§ PASSAGE SHOWN:
— START —
The workload tasks can be categorized into three main areas: application development, data handling, and AI model management. Each category should adopt industry-proven operational methodologies, like DevOps, DataOps, MLOps, and GenAIOps.

DevOps activities cover the entire application development lifecycle management through automated continuous integration and continuous deployment (CI/CD) pipelines and monitoring. However, for AI workloads, the data pipeline is one of the core components. DataOps, a specialization of DevOps, focuses on managing the data lifecycle by streamlining processes like data extraction, transformation, and loading (ETL/ELT). DataOps practitioners typically measure data flow performance and the efficacy of data cleansing and monitor the pipeline for anomalies.

AI workloads are inherently nondeterministic. Many AI models are prone to producing different answers for the same inquiry during inference. These workloads need processes that can manage and adapt to the unpredictability of AI outputs. DataOps extends into MLOps, which operationalizes machine learning workflows for model training and testing. GenAIOps, a specialized subset of MLOps, targets generative AI solutions. It involves tasks like model discovery and refining pretrained models with enriched data.

Operational activities often overlap, and the different methodologies apply to varying degrees. For instance, in discriminative AI, DataOps plays a major role, while DevOps activities are less prominent. Conversely, in generative AI, operational excellence relies more heavily on DevOps than DataOps.

Regardless, the overall goal is capability delivery with efficient operations throughout the development lifecycle. The expected outcomes are:

  • Repeatable processes with consistent results.
  • Sustained accuracy of the models over time.
  • Effective governance that minimizes risks.
  • Change management processes for adapting to model drift.

Automation and monitoring are your key operational strategies to achieve those goals.

You also need to establish standardized processes for AI components, for routine, unplanned, and emergency operations, and have proper tracking mechanisms in place. Without those processes, you run the risk of:

  • Repeated errors and nonreproducibility in data processing, model hosting, grounding data management, and other tasks.
  • Low quality or stale data used for model training and refinement.
  • Affecting end user confidence in the system, in the worst case leading to legal, compliance, or security issues.

You must implement established processes with the right set of tools. Specialized tools are available for managing AI / machine learning workflows across environments.

This article focuses on the design strategy for operations and provides tool recommendations.

Recommendations

Here's the summary of recommendations provided in this article.

Recommendation Description
Design an efficient workload operations lifecycle. Based on the components of your AI workload different operational stages will apply to its lifecycle. It's important that you understand the best practices relevant to your scenario and the tools that are available to you to implement them. Take the the time to learn about and implement the key recommendations for all components of your workload.
— END —
§ SUPPLIED INFORMATION:
— START —
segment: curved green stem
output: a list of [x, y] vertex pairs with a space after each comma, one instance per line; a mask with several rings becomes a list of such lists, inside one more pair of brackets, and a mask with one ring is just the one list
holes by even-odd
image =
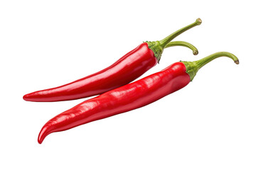
[[198, 18], [194, 23], [181, 29], [179, 29], [178, 30], [176, 30], [174, 33], [171, 34], [170, 35], [167, 36], [166, 38], [164, 38], [160, 41], [146, 41], [146, 42], [148, 44], [149, 47], [154, 52], [158, 62], [159, 62], [161, 55], [164, 51], [164, 48], [170, 41], [171, 41], [174, 38], [175, 38], [182, 33], [185, 32], [186, 30], [189, 30], [190, 28], [192, 28], [196, 26], [199, 26], [200, 24], [201, 24], [201, 23], [202, 21], [200, 18]]
[[170, 47], [174, 47], [174, 46], [182, 46], [182, 47], [188, 47], [193, 51], [193, 54], [194, 55], [197, 55], [198, 54], [198, 50], [197, 50], [197, 48], [195, 46], [193, 46], [191, 43], [188, 43], [185, 41], [170, 42], [165, 46], [165, 48]]
[[189, 76], [191, 77], [191, 81], [192, 81], [195, 77], [197, 72], [201, 68], [202, 68], [203, 66], [220, 57], [228, 57], [232, 59], [235, 64], [239, 64], [238, 58], [233, 54], [231, 54], [228, 52], [216, 52], [195, 62], [182, 62], [184, 63], [186, 69], [186, 72], [188, 74]]

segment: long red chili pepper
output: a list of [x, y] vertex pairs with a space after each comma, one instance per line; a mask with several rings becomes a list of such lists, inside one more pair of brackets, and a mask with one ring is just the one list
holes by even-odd
[[[102, 71], [58, 87], [26, 94], [23, 99], [29, 101], [78, 99], [100, 94], [127, 84], [156, 65], [165, 47], [181, 45], [195, 49], [185, 42], [169, 42], [181, 33], [201, 23], [201, 20], [198, 18], [195, 23], [174, 32], [162, 40], [141, 44]], [[197, 50], [194, 50], [193, 53], [196, 55]]]
[[38, 142], [50, 133], [134, 110], [154, 102], [186, 86], [200, 68], [225, 56], [239, 64], [231, 53], [220, 52], [196, 62], [176, 62], [161, 72], [106, 92], [56, 115], [43, 127]]

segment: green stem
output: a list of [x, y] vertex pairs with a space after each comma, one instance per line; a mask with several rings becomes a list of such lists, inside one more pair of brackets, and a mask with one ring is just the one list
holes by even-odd
[[186, 72], [188, 74], [189, 76], [191, 77], [191, 81], [192, 81], [195, 77], [197, 72], [201, 68], [202, 68], [202, 67], [203, 67], [207, 63], [220, 57], [228, 57], [232, 59], [235, 64], [239, 64], [238, 58], [235, 55], [228, 52], [216, 52], [195, 62], [182, 62], [184, 63], [186, 69]]
[[197, 50], [197, 48], [195, 46], [193, 46], [191, 43], [188, 43], [185, 41], [170, 42], [165, 46], [165, 48], [170, 47], [174, 47], [174, 46], [182, 46], [182, 47], [188, 47], [193, 51], [193, 54], [194, 55], [197, 55], [198, 54], [198, 50]]
[[157, 59], [157, 61], [159, 62], [164, 49], [169, 42], [171, 42], [174, 38], [175, 38], [182, 33], [184, 33], [186, 30], [189, 30], [190, 28], [192, 28], [196, 26], [199, 26], [200, 24], [201, 24], [201, 23], [202, 21], [200, 18], [198, 18], [194, 23], [181, 29], [179, 29], [178, 30], [176, 30], [174, 33], [171, 34], [170, 35], [167, 36], [166, 38], [164, 38], [160, 41], [146, 41], [149, 45], [149, 48], [150, 48], [154, 52], [154, 55]]

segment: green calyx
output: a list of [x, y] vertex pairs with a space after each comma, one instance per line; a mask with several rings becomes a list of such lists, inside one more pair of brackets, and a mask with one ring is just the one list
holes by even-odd
[[[202, 21], [200, 18], [198, 18], [194, 23], [174, 32], [168, 37], [164, 38], [160, 41], [146, 41], [150, 48], [157, 59], [157, 62], [159, 62], [161, 59], [161, 54], [163, 53], [164, 49], [166, 47], [166, 45], [176, 37], [182, 33], [185, 32], [190, 28], [192, 28], [196, 26], [199, 26], [202, 23]], [[175, 45], [173, 45], [175, 46]], [[181, 45], [183, 46], [183, 45]]]
[[191, 81], [192, 81], [197, 72], [203, 66], [220, 57], [229, 57], [232, 59], [235, 64], [239, 64], [238, 58], [235, 55], [228, 52], [218, 52], [195, 62], [182, 62], [185, 64], [186, 69], [186, 73], [188, 74], [191, 78]]

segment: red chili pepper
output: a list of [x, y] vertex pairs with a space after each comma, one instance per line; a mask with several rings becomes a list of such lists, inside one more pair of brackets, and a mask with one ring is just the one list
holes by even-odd
[[59, 101], [78, 99], [100, 94], [127, 84], [136, 79], [159, 62], [165, 47], [181, 45], [190, 47], [194, 55], [196, 48], [185, 42], [172, 42], [184, 31], [201, 23], [200, 18], [160, 41], [146, 42], [126, 54], [109, 67], [73, 82], [23, 96], [29, 101]]
[[203, 65], [225, 56], [239, 64], [231, 53], [220, 52], [196, 62], [176, 62], [161, 72], [106, 92], [56, 115], [43, 127], [38, 136], [42, 143], [50, 133], [132, 110], [154, 102], [186, 86]]

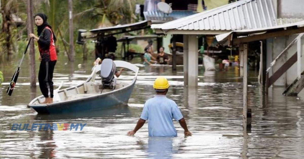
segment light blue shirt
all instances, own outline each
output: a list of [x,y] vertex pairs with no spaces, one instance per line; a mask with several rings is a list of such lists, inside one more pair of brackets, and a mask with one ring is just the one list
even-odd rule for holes
[[149,121],[149,136],[177,136],[172,119],[178,121],[183,118],[174,101],[159,95],[146,102],[140,116]]

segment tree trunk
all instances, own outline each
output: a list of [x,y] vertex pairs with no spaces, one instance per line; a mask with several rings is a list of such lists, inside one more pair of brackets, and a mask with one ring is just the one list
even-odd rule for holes
[[[26,11],[27,12],[27,33],[33,32],[33,2],[32,0],[27,0]],[[35,62],[35,50],[34,40],[29,44],[30,83],[31,87],[36,87],[36,64]]]
[[73,2],[69,0],[69,30],[70,32],[70,61],[74,61],[74,40],[73,35]]

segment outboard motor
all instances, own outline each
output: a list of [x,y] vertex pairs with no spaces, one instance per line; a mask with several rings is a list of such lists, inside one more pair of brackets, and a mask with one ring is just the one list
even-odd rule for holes
[[100,76],[102,84],[103,89],[105,88],[115,89],[115,80],[114,74],[116,70],[116,66],[113,61],[109,58],[103,60],[101,63]]

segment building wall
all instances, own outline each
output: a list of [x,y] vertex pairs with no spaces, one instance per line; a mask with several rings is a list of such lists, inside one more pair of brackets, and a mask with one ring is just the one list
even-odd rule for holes
[[[270,66],[270,63],[274,60],[285,48],[297,36],[297,35],[277,37],[271,38],[267,40],[267,68]],[[304,71],[304,36],[301,39],[302,45],[301,58],[301,72]],[[271,75],[277,70],[285,62],[297,51],[297,44],[295,43],[281,59],[276,62],[270,72]],[[295,79],[297,75],[297,64],[295,63],[286,72],[279,78],[274,84],[275,86],[287,87]]]
[[[304,18],[303,0],[274,0],[276,1],[278,18]],[[296,4],[296,5],[295,4]]]

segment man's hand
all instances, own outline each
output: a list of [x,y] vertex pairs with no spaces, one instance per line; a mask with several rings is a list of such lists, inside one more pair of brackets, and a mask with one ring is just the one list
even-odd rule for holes
[[192,136],[192,134],[189,131],[184,131],[184,134],[185,134],[185,137]]
[[135,134],[135,132],[134,131],[134,130],[132,130],[130,131],[127,133],[127,135],[128,136],[133,136],[134,134]]

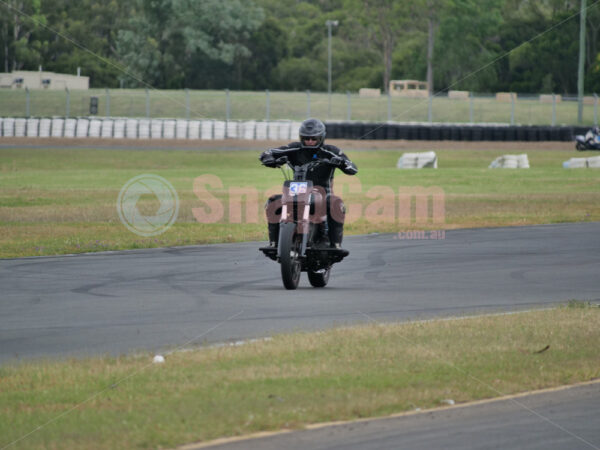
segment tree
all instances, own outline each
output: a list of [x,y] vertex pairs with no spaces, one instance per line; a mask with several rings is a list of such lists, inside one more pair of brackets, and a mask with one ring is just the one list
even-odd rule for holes
[[264,19],[262,9],[241,0],[138,0],[128,29],[119,32],[121,60],[157,87],[202,87],[207,67],[231,68],[250,55],[244,45]]
[[362,18],[366,42],[380,53],[383,60],[383,89],[387,92],[396,44],[412,28],[409,3],[396,0],[349,0],[346,6],[353,8]]
[[0,6],[4,71],[32,68],[42,61],[35,32],[46,23],[41,0],[7,0]]

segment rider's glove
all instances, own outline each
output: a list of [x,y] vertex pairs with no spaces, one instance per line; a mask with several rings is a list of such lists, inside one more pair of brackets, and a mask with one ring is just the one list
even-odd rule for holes
[[265,152],[260,155],[260,162],[262,162],[265,166],[275,166],[275,158],[269,152]]
[[334,156],[333,158],[331,158],[329,160],[329,162],[332,166],[341,167],[344,165],[345,160],[344,160],[344,158],[342,158],[340,156]]

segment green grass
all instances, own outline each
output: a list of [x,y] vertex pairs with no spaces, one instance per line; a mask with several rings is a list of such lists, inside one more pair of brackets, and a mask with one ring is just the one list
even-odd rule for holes
[[599,339],[600,309],[577,305],[281,335],[161,365],[3,365],[0,446],[33,431],[11,448],[171,448],[550,388],[597,379]]
[[[336,176],[336,191],[349,210],[348,234],[600,220],[598,172],[562,168],[564,160],[576,156],[574,151],[528,150],[529,170],[487,169],[492,159],[506,153],[493,149],[439,150],[437,170],[398,170],[401,153],[351,152],[359,175]],[[260,166],[258,154],[259,150],[0,149],[0,257],[266,240],[263,205],[268,191],[280,192],[282,175]],[[594,154],[598,153],[586,156]],[[145,173],[166,178],[180,199],[177,222],[153,238],[128,231],[116,208],[122,186]],[[194,208],[206,208],[193,191],[194,179],[201,175],[214,175],[222,182],[208,189],[224,207],[216,223],[198,223],[193,214]],[[393,197],[401,187],[440,188],[443,223],[417,222],[414,204],[412,221],[401,221],[397,198],[386,203],[397,219],[378,219],[378,211],[367,209],[377,201],[369,195],[378,186]],[[230,211],[229,191],[235,187],[248,187],[257,195],[257,201],[245,207],[254,216],[243,215],[243,223],[230,220],[235,209]],[[156,203],[146,198],[139,207],[152,214]]]
[[[146,117],[146,92],[142,89],[112,89],[107,100],[104,89],[73,90],[69,94],[69,115],[87,116],[90,97],[99,99],[99,116]],[[348,118],[348,96],[335,93],[312,93],[310,104],[305,92],[271,92],[270,119],[303,120],[309,111],[314,117],[330,117],[332,120]],[[183,90],[151,90],[148,93],[150,117],[188,116],[186,93]],[[267,96],[263,92],[231,91],[230,119],[264,120],[267,118]],[[227,97],[225,91],[189,91],[189,117],[225,119]],[[400,122],[428,121],[428,100],[392,97],[389,106],[391,120]],[[433,121],[466,123],[470,121],[470,106],[466,100],[436,97],[432,103]],[[64,116],[67,114],[67,95],[64,91],[30,91],[29,113],[31,116]],[[0,90],[0,117],[24,117],[26,94],[24,90]],[[498,102],[494,97],[476,97],[473,100],[473,121],[476,123],[509,123],[510,103]],[[388,120],[387,97],[361,98],[350,96],[352,120],[382,122]],[[552,104],[541,103],[536,98],[519,98],[515,104],[515,123],[523,125],[550,125]],[[577,123],[577,102],[557,103],[557,124]],[[584,105],[583,123],[594,123],[594,105]]]

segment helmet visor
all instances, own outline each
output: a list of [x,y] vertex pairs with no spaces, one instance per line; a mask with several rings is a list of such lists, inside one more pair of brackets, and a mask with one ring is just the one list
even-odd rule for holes
[[316,148],[322,142],[321,136],[300,136],[300,141],[304,147]]

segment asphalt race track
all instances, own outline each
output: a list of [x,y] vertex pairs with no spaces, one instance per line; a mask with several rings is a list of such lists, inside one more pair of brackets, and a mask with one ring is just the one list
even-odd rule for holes
[[596,302],[599,235],[580,223],[351,236],[329,286],[303,274],[296,291],[256,242],[0,260],[0,362]]

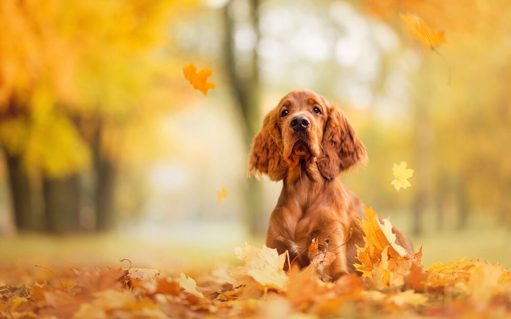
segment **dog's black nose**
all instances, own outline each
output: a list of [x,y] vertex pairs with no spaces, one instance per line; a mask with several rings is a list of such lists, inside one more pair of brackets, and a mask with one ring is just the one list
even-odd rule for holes
[[290,125],[292,129],[295,132],[298,131],[305,131],[310,125],[311,122],[309,121],[307,118],[303,115],[295,116],[291,120]]

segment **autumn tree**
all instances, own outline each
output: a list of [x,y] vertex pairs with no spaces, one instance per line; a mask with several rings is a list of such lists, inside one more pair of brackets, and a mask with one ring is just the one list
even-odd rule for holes
[[98,5],[0,5],[0,141],[18,229],[41,227],[32,225],[37,218],[31,204],[40,188],[46,228],[77,229],[81,176],[91,167],[96,226],[111,227],[122,132],[162,76],[156,67],[165,63],[155,57],[165,26],[188,4]]
[[[224,8],[225,64],[231,87],[232,95],[239,108],[244,127],[246,154],[252,139],[259,131],[261,110],[259,63],[258,46],[260,38],[259,0],[229,1]],[[242,5],[245,5],[244,6]],[[243,8],[246,10],[243,10]],[[244,37],[249,50],[237,46],[235,35],[243,28],[247,32]],[[260,205],[262,195],[261,185],[255,179],[248,181],[247,189],[247,222],[253,233],[264,231]]]

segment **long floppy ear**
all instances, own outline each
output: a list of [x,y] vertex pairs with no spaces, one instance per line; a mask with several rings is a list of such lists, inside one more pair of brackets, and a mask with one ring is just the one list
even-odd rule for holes
[[322,144],[324,154],[317,163],[326,178],[334,178],[341,171],[367,160],[365,146],[344,113],[335,105],[329,109]]
[[276,113],[272,111],[265,117],[261,132],[252,142],[248,162],[249,175],[266,174],[272,181],[283,179],[287,173],[282,160],[282,135]]

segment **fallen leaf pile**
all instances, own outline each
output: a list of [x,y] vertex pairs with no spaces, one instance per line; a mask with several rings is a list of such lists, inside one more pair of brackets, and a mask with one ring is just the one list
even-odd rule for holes
[[511,273],[501,265],[462,258],[425,269],[422,249],[409,255],[388,219],[368,208],[366,217],[355,264],[361,276],[322,281],[316,240],[311,265],[292,264],[288,272],[288,254],[246,244],[235,250],[240,265],[194,278],[130,267],[72,269],[53,284],[0,286],[0,317],[511,317]]

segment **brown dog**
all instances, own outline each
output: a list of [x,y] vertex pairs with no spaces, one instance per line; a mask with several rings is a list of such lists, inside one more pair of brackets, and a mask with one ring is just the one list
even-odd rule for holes
[[[354,271],[355,244],[363,246],[358,198],[336,178],[367,159],[365,147],[341,110],[309,90],[293,91],[265,117],[254,138],[249,171],[264,174],[284,187],[270,218],[266,245],[289,252],[301,267],[310,261],[313,238],[336,258],[326,269],[336,280]],[[413,247],[393,229],[397,242],[410,254]]]

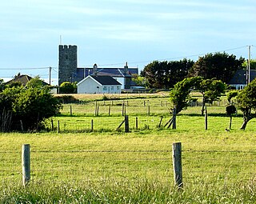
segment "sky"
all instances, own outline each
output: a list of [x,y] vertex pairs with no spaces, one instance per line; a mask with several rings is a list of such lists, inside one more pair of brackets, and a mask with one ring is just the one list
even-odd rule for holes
— END —
§ WHAT TO DO:
1. What expected outcomes does the passage on AI workload operations list? Give all of them.
2. Do these statements agree with the passage on AI workload operations? Answer yes or no for each, and quote the words that decide it.
(a) In generative AI, operational excellence depends more on DataOps than on DevOps.
(b) GenAIOps is a specialized subset of MLOps.
(c) AI workloads are inherently deterministic.
3. Can you carry the passage on AI workload operations on from its last sentence?
The items are separate from the passage on AI workload operations and are not part of it.

§ ANSWERS:
1.
- Repeatable processes with consistent results.
- Sustained accuracy of the models over time.
- Effective governance that minimizes risks.
- Change management processes for adapting to model drift.

2.
(a) No: "in generative AI, operational excellence relies more heavily on DevOps than DataOps."
(b) Yes: "GenAIOps, a specialized subset of MLOps, targets generative AI solutions."
(c) No: "AI workloads are inherently nondeterministic."

3.
DataOps
MLOps
GenAIOps
Monitoring
Automate everything. Automation ensures repeatability and efficiency in a workload's lifecycle. While DevOps processes are a key contributor to this, there are additional steps that you need to take to build, test, validate, and deploy your models efficiently.

Automation
Utilize deployment pipelines where possible. Deployment pipelines can help you deliver repeatable infrastructure deployments, or integrate code continuously. They're also a great tool for creating and/or validating models before promoting them to production. Implementing deployment pipelines helps you improve reliability as well as the overall user experience of your workload.

Deployment Pipelines
Prevent drift and decay in your models. You must guard against model decay and drift while also having a structured process that helps you accept new model changes in a controlled way. Following the recommendations around model maintenance helps you remain compliant, avoid unexpected user experiences, and provide a more up-to-date service.

Model Maintenance

Workload operations lifecycle

This image illustrates the operational stages for AI models, including data gathering, cleaning data to eliminate inconsistencies or errors, and transforming data into an analyzable format. These stages are relevant for training both discriminative models and grounding data in generative models. However, the specific use case of training generative models isn't depicted in this image. That use case falls outside the scope of this article.

Diagram showing MLOps and GenAIOps activities.

The stages of MLOps and GenAIOps are similar. The main difference is that, in the case of GenAIOps, the focus shifts from training to selecting the right model, prompt engineering, and incorporating domain-specific knowledge through fine-tuning or implementing Retrieval Augmented Generation (RAG).

Even the stages for deploying and monitoring are fairly similar.

The following sections describe the common operational practices. They cover every stage of the lifecycle, from preproduction to production.

DataOps

Data is aggregated from various production data sources and then preprocessed to remove errors and inconsistencies and to handle missing values. Finally, it's transformed and normalized into a suitable format for training or enrichment. Aspects of design are described in the Training data and Grounding data articles.

The data operations processes during this stage should be efficient because handling large volumes of data from multiple sources and complex data pipelines can be challenging. The approaches that you take need to ensure that this phase produces high quality data. Monitor this stage to track progress toward the acceptable quality bar.

You also need to ensure that data is secure, given that the data is from production. Make sure that lower environments, like Dev/Test, are as secure as production to help prevent any security issues.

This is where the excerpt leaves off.